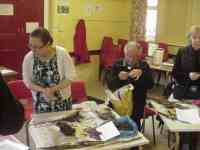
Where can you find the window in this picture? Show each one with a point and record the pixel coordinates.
(151, 20)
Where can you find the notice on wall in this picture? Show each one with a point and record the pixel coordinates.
(63, 7)
(30, 26)
(6, 9)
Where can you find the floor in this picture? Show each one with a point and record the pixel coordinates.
(95, 88)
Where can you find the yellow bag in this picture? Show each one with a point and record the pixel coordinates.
(121, 100)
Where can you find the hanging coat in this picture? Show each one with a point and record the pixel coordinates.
(80, 45)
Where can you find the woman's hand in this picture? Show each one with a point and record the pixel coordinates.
(123, 75)
(135, 74)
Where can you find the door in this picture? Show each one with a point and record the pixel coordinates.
(15, 17)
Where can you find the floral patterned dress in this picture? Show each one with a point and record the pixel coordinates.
(45, 74)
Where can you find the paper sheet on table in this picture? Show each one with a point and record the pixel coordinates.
(10, 145)
(188, 115)
(47, 136)
(108, 131)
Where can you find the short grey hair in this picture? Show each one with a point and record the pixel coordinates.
(193, 29)
(131, 44)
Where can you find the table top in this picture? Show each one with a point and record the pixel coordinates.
(163, 67)
(139, 140)
(174, 125)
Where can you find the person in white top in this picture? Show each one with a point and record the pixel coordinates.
(48, 72)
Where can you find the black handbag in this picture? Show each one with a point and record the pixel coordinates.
(11, 111)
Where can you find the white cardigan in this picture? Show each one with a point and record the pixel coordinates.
(65, 64)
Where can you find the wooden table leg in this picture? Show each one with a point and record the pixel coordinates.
(176, 144)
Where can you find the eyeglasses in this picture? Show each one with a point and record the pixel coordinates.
(35, 47)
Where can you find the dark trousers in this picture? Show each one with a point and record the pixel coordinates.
(189, 140)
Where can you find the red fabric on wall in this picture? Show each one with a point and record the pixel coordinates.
(80, 44)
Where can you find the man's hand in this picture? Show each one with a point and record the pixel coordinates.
(135, 74)
(194, 76)
(123, 75)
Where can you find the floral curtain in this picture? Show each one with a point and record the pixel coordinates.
(138, 19)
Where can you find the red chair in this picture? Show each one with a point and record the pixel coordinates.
(79, 94)
(164, 46)
(145, 46)
(78, 91)
(122, 43)
(23, 94)
(148, 112)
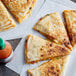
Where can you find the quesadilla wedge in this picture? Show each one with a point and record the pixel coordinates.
(37, 49)
(55, 67)
(6, 21)
(70, 19)
(21, 9)
(53, 28)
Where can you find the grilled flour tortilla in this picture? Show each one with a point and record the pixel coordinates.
(38, 49)
(55, 67)
(52, 27)
(20, 8)
(6, 21)
(70, 18)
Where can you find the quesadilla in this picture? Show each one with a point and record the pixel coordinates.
(37, 49)
(55, 67)
(53, 28)
(6, 21)
(21, 9)
(70, 19)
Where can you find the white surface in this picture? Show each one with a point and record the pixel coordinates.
(50, 7)
(22, 29)
(18, 63)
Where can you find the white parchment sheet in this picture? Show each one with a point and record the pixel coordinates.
(18, 63)
(50, 7)
(22, 29)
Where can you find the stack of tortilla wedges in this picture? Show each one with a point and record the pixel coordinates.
(56, 48)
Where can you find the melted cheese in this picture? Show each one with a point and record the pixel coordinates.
(53, 28)
(52, 68)
(39, 49)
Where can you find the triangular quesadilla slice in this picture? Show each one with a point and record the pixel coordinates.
(21, 9)
(38, 49)
(53, 28)
(70, 19)
(55, 67)
(6, 21)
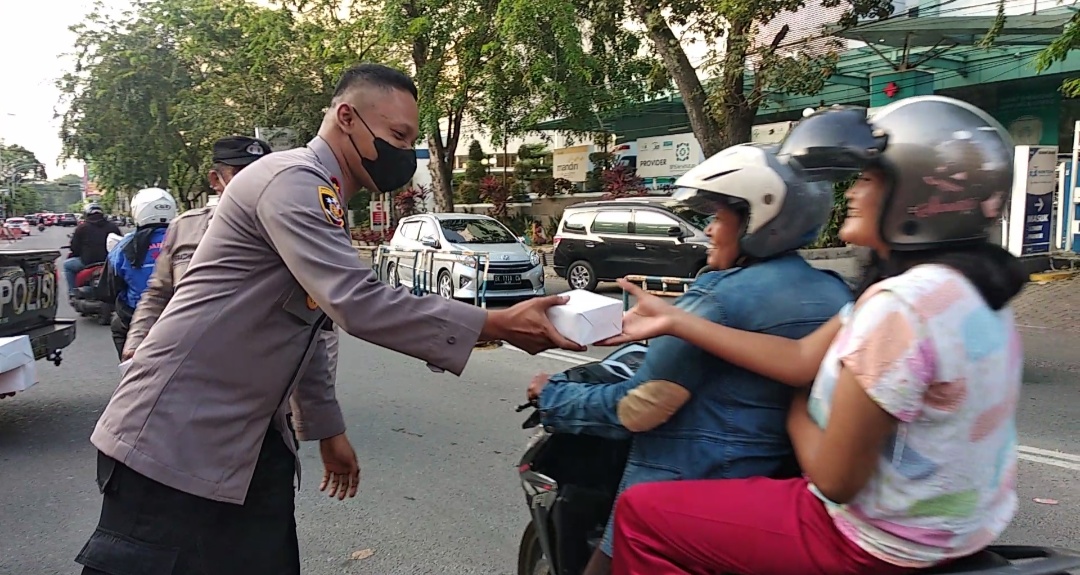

:::::

Every line of the listing above is to be set down verbatim, without the pictures.

Where can you find the window in this picture? Show each one with a point and record the pixel coordinates.
(151, 20)
Where can you find the notice on wall in this picture? Show each one with a point and record the pixel coordinates.
(63, 7)
(30, 26)
(6, 9)
Where can you find the floor in this picture? Show each one with a point and record the pixel coordinates.
(95, 88)
Where can you find the yellow bag in this picture? Show each one with a point and record the pixel coordinates.
(121, 100)
Where can you find the hanging coat in this picture? Show each one with a point and record the pixel coordinates.
(80, 45)
Where can you find the woman's hand in this picture? Show each one with a point and record the pixel coordinates.
(123, 75)
(135, 74)
Where can you find the door in this picture? Show each one with a point and record the pixel coordinates.
(15, 17)
Where can you find the floral patterned dress in this picture? Show each one with a point and record the pixel coordinates.
(45, 74)
Where can you find the paper sheet on table in this picture? Show each one with a point and record the pixel coordinates.
(10, 145)
(188, 115)
(47, 136)
(108, 131)
Where can you find the short grey hair in this picture? Show each one with a point and record the pixel coordinates.
(193, 29)
(131, 44)
Where can you find the table top in this picture? Show each one with a point and record the pixel coordinates.
(163, 67)
(139, 140)
(174, 125)
Where can you find the person in white top in this picture? Show each one with a point and record the pixel coordinates.
(48, 72)
Where can you find the black handbag in this picture? Show each one with a point and record the pixel coordinates.
(11, 111)
Where can you find the white cardigan in this picture? Show each one with a point and record the pixel coordinates.
(65, 64)
Where can you find the wooden table leg in this picture? Show each one with a point and record the pixel coordinates.
(176, 144)
Where can you find the eyeglasses in this picture? Show each one with a point and record the pixel coordinates.
(35, 47)
Where can you find the dark trousers in this picture? Show each one with a point and record the pixel coordinates.
(189, 140)
Where can you find the red fabric on wall in this picture? Show each one with a point and record the pixel coordinates.
(80, 44)
Where can you find the man's hand in this picture? Show each one with a point and record the pixel coordinates.
(135, 74)
(194, 76)
(123, 75)
Where can you find the floral curtain in this picture? Show each one with a point and record the pixel coordinates.
(138, 19)
Where can you find the red chair in this picture? Show each one with a point and record the pixel coordinates.
(79, 94)
(164, 46)
(145, 46)
(78, 91)
(122, 43)
(23, 94)
(148, 112)
Where can you find the quesadilla wedge in this picture? Show each one with a point and record the pixel coordinates.
(37, 49)
(55, 67)
(6, 21)
(70, 19)
(21, 9)
(53, 28)
Where can you find the grilled flour tortilla in this picture? Show each one with a point and record the pixel coordinates.
(38, 49)
(55, 67)
(52, 27)
(20, 8)
(6, 21)
(70, 18)
Where can you find the quesadilla in this picture? Show each one with a point and record the pixel coordinates.
(37, 49)
(55, 67)
(53, 28)
(6, 21)
(21, 9)
(70, 19)
Where can you find the white surface in this picture? Show each one with a point and record the pixel coordinates.
(50, 7)
(22, 29)
(18, 63)
Where can you find the white parchment sheet in this picture? Show each one with a point and record the pixel coordinates.
(18, 63)
(50, 7)
(22, 29)
Where can you find the stack of tortilla wedges in this picture? Show each one with a point and record the pixel coordinates.
(56, 48)
Where can you find the melted cheese in this picture? Show each one with a point and record the pixel coordinates.
(53, 28)
(52, 68)
(39, 49)
Where can you find the triangular quesadilla slice in this picture? Show each one with a point and record the pixel coordinates.
(21, 9)
(38, 49)
(53, 28)
(70, 19)
(55, 67)
(6, 21)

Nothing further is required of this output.